How can you preach peace at the
beginning of a war without making a political statement? Especially when you’re
a known Bostonian serving internship in southwestern South Dakota, your
congregations are VERY conservative, and the war has a great deal of support
from both politicians and the general public?
That situation made me reflect a
lot on what is meant by ‘peace.’ And what I realized is that peace is not merely
the absence of war. Peace is a state of being in which no war is necessary,
because everyone is living with justice and truth.
Let me pull a Pilate here and ask,
what is truth? My dictionary defines it as, “conformity to fact or actuality;
fidelity to an original or standard; reality.” Nice, good, academic answer.
But so what? What does it actually
look like when everyone is living with justice and truth, so that no war is
necessary? What would that have looked like in Iraq in 2003? The President of
the United States would tell you one thing. The Iraqi government would tell you
another. The Sunnis had a suggestion, as did the Shi’ites, and the Kurds, and
the Iranians, and the Saudis. What would justice and truth look like in
Afghanistan or Syria or Egypt today? There’s just as great a diversity of
opinion there as there was about Iraq.

Problem to work on -
Revise the passage on peace, everything from "How can you" down to "good, academic answer.", putting "conflict" in place of "war".

Data excerpts -
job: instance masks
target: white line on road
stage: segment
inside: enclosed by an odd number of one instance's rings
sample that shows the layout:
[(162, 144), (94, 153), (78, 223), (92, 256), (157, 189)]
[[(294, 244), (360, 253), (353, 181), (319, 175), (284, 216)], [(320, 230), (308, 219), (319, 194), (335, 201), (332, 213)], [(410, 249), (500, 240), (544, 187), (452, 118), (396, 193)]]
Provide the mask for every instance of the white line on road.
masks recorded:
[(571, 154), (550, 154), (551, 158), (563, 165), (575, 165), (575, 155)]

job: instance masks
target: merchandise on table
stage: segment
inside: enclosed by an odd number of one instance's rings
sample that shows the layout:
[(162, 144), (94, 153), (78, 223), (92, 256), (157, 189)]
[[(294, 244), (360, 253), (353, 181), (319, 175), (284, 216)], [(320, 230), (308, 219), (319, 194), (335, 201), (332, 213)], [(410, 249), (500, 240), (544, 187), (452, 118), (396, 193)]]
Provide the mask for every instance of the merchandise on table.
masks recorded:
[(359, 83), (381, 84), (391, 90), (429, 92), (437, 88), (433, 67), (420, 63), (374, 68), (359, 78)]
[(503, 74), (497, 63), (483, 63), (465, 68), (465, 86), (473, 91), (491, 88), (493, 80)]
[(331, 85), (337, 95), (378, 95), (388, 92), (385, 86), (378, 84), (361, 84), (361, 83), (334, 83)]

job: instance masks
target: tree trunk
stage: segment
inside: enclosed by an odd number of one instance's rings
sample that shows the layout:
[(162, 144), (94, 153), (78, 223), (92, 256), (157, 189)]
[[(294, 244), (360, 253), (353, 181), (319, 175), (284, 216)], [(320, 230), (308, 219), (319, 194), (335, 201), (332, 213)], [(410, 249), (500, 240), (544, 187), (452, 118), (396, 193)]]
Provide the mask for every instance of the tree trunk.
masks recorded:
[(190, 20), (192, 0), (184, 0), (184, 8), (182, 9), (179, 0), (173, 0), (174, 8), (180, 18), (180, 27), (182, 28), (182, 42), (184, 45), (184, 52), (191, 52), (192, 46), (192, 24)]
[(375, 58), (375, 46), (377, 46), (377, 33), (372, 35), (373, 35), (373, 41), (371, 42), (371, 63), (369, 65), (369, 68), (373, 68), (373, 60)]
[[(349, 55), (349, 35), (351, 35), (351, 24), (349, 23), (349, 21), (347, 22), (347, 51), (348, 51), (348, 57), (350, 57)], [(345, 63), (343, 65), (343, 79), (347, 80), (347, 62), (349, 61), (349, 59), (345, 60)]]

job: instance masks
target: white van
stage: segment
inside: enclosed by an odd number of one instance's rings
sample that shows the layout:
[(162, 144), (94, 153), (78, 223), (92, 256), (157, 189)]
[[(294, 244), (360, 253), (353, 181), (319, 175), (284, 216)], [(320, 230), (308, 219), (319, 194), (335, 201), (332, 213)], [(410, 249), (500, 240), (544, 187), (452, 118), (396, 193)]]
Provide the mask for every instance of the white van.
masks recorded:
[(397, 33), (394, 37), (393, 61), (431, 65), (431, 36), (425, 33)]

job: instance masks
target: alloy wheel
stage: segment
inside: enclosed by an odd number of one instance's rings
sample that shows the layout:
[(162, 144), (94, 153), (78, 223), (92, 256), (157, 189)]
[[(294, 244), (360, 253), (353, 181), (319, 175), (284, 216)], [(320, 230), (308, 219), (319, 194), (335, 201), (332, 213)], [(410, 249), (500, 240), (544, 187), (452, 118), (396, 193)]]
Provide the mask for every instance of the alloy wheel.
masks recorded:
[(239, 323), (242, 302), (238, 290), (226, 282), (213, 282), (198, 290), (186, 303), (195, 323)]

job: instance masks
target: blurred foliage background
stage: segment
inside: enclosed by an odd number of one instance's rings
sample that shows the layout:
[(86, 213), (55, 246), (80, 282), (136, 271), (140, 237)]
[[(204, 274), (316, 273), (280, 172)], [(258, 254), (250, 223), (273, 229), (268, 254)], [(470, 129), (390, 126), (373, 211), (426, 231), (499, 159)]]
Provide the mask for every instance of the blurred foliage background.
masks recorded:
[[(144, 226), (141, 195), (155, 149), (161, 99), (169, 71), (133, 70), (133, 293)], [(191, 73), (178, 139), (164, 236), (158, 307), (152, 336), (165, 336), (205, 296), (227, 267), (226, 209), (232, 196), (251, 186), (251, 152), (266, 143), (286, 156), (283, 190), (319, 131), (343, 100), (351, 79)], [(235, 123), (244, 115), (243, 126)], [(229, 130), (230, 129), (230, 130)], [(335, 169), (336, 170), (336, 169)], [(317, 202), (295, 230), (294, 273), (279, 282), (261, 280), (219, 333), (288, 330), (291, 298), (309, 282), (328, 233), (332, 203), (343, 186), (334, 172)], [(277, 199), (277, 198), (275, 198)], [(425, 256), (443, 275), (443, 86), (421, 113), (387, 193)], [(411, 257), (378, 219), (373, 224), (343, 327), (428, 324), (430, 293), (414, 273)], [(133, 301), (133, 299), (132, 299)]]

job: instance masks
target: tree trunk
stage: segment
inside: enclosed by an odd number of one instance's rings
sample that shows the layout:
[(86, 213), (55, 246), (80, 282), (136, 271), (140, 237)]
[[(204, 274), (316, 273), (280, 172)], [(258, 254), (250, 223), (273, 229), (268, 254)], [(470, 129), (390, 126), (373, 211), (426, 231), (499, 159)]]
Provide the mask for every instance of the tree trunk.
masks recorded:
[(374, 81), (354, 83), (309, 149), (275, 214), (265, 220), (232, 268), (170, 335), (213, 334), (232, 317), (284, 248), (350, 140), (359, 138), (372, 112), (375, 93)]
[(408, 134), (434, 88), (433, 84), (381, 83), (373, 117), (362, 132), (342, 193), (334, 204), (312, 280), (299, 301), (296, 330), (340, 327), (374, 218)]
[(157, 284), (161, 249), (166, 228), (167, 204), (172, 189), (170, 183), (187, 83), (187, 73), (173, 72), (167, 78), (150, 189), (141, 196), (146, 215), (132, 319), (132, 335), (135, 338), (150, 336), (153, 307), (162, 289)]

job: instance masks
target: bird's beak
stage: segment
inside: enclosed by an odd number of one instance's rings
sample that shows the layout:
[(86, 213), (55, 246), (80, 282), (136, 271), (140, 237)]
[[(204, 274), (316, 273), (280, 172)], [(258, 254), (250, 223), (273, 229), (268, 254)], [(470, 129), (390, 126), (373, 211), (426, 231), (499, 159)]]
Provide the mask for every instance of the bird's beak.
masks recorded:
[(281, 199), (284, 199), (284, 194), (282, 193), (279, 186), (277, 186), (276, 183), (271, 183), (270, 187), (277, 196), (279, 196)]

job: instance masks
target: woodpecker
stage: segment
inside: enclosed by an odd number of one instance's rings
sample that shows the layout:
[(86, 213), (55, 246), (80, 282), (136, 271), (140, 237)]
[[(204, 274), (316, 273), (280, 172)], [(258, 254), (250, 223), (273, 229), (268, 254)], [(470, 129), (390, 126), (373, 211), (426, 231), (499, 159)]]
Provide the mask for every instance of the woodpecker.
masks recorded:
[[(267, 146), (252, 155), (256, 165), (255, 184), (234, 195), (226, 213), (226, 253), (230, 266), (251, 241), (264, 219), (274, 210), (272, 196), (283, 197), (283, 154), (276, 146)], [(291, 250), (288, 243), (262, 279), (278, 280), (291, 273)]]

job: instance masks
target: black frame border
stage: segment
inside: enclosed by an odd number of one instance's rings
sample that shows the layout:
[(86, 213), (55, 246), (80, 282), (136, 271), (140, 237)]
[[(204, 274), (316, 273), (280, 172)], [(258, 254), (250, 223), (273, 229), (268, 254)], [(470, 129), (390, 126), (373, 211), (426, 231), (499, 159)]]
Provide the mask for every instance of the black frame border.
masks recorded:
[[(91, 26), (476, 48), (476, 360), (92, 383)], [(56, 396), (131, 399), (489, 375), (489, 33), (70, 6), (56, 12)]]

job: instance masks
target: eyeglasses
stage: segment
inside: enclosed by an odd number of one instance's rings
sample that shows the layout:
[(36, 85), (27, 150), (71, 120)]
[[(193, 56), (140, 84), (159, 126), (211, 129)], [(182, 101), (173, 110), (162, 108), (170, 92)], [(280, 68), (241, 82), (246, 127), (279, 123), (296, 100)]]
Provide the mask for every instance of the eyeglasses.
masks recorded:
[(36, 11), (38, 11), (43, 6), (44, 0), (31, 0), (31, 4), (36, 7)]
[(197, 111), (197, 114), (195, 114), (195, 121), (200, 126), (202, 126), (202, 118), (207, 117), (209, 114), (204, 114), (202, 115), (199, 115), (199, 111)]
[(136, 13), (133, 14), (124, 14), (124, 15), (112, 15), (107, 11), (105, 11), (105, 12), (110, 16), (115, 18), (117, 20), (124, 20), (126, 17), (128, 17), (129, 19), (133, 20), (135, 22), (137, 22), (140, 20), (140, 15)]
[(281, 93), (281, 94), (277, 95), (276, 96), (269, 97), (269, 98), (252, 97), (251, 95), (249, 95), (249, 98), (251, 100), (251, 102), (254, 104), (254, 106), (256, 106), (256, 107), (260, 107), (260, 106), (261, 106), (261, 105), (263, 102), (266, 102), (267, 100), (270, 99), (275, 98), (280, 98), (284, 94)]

The response -
How can you preach peace at the
beginning of a conflict without making a political statement? Especially when you’re
a known Bostonian serving internship in southwestern South Dakota, your
congregations are VERY conservative, and the conflict has a great deal of support
from both politicians and the general public?
That situation made me reflect a
lot on what is meant by ‘peace.’ And what I realized is that peace is not merely
the absence of conflict. Peace is a state of being in which no conflict is necessary,
because everyone is living with justice and truth.
Let me pull a Pilate here and ask,
what is truth? My dictionary defines it as, “conformity to fact or actuality;
fidelity to an original or standard; reality.” Nice, good, academic answer.